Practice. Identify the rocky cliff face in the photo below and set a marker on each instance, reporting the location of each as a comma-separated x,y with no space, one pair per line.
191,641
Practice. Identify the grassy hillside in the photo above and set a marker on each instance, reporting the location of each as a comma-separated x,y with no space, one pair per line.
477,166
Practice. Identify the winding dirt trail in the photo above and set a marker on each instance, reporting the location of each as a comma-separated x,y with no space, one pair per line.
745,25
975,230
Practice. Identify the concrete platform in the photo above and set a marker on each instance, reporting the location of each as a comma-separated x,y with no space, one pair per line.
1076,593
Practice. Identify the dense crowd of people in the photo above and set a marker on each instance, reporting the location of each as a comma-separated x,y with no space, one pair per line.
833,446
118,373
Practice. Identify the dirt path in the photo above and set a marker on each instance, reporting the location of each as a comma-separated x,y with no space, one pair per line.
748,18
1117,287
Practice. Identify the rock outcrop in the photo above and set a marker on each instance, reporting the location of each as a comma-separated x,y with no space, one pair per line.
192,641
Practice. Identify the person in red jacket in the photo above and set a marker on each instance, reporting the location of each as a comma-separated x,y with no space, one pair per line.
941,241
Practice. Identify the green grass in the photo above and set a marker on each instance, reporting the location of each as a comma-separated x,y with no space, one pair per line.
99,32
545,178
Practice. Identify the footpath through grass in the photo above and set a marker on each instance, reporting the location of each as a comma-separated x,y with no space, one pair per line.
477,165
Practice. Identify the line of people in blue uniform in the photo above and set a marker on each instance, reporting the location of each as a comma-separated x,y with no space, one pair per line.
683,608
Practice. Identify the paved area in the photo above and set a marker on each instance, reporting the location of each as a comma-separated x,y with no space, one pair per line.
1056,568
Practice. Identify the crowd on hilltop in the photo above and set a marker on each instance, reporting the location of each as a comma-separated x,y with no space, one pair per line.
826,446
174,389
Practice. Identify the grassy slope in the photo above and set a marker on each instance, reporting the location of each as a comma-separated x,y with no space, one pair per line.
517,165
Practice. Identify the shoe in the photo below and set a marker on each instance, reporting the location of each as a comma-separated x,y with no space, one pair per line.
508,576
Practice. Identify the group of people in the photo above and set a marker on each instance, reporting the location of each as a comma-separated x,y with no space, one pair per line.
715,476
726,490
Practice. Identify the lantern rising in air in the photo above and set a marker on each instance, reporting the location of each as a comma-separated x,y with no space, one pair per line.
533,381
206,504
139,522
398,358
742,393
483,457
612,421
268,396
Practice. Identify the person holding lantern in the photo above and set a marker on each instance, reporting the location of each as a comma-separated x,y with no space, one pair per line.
========================================================================
> [Task statement] Return the lines above exactly, keeping every word.

> [Exercise result]
Practice. Identify the rocky cliff face in the photo below and set a marker on each instance, reporting the location of each as a comma-separated x,y with no space, one pair per line.
191,641
Practice. Identify the grassy hillside in the photo above and set a marker on each instance, reporting the location of each as a comma-separated x,y with no space, one pair per line.
477,166
Practice. Identify the winding dirt trail in the photo above and set a marker on each instance, reporting the location of each as a comma-separated x,y with no space, one pair per line.
745,25
975,230
Practice. Identify the concrete platform in the photo above and set a marker on each instance, reporting the location of each as a comma-separated x,y with no space, one pair per line.
1076,593
Practice. Identify the dense crowd of people in the photo above and set a marker on each instance, reporting the location of each as a comma-separated x,y with no space, one pair per line.
833,446
118,373
Practice. Identify the dirt path in the photo above and set a marker on each instance, reporting the location of each as a comma-separated x,y with no space, one pair per line.
748,18
1117,287
Practice. Identify the rock outcrop in the photo above and set a marker on each instance, reporting the location of each as a comma-separated x,y with no space, one pair per line.
192,641
Practice. Identify the person in red jacket in the photo above and set a marker on each instance, reporting the location of each as a comma-separated x,y with no space, one pair per line.
941,241
Practice. Identify the green grass in the photo above and set a marker on each instance, reporting the location of each as a comma-separated x,y with no space, one pair per line.
99,32
545,178
Practice. Identify the footpath through grass in the photo above and set a marker on each instance, reporting the location of each as a comma-separated x,y with no space, one pair per line.
477,165
Practice. Identify the line of people in blue uniform in the photo above and set a marker on each instance, reporting the location of each as a comma-separated x,y with no space, one pair per line.
683,608
Practice. Identify the paved area in the photo above and set a marker on each instance, reporting the location of each as a comma-separated x,y with no space, one pair per line.
1056,568
Practice. Identify the crowd on hilltop in the photo above and set a marker on each instance, reporting the location of each as a comma-separated x,y with no space, one pair per line.
826,446
174,389
Practice. Identify the grassy slope in the photo above and set a marker on each instance, reporting the location of each as a comma-separated x,y with no space, one pair per line.
517,165
Practice. Identify the shoe in the photo below and set a marker on each instance, reporting the location of each as a comma-separated x,y with no space, one pair per line.
508,576
Practice. Identify the group of people in the photo above and set a marker on each instance, reporting the location of each as a comma-separated x,y with no space, one pair per line.
715,476
726,490
Practice. Identify the lantern rising in air in the photo above and set a marker on each instance, reporting the location of each as a comma-separated x,y with no space, one pair per line.
533,381
206,504
139,522
398,358
742,393
483,457
612,421
268,396
Practice. Identify the person holding lantern in the photo above and set a marker on each instance, reporting the location of each as a comma-separated x,y with no space, one pair per line.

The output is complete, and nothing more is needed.